━━ Records shown

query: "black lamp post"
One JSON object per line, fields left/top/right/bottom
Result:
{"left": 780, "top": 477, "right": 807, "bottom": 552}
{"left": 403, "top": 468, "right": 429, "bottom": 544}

━━━━

Activity: Output an exact copy of the lines beginning at the one that holds "One JSON object" and running through the final line of the records.

Task response:
One JSON object per line, fields left/top/right/bottom
Result:
{"left": 780, "top": 477, "right": 807, "bottom": 552}
{"left": 403, "top": 468, "right": 429, "bottom": 544}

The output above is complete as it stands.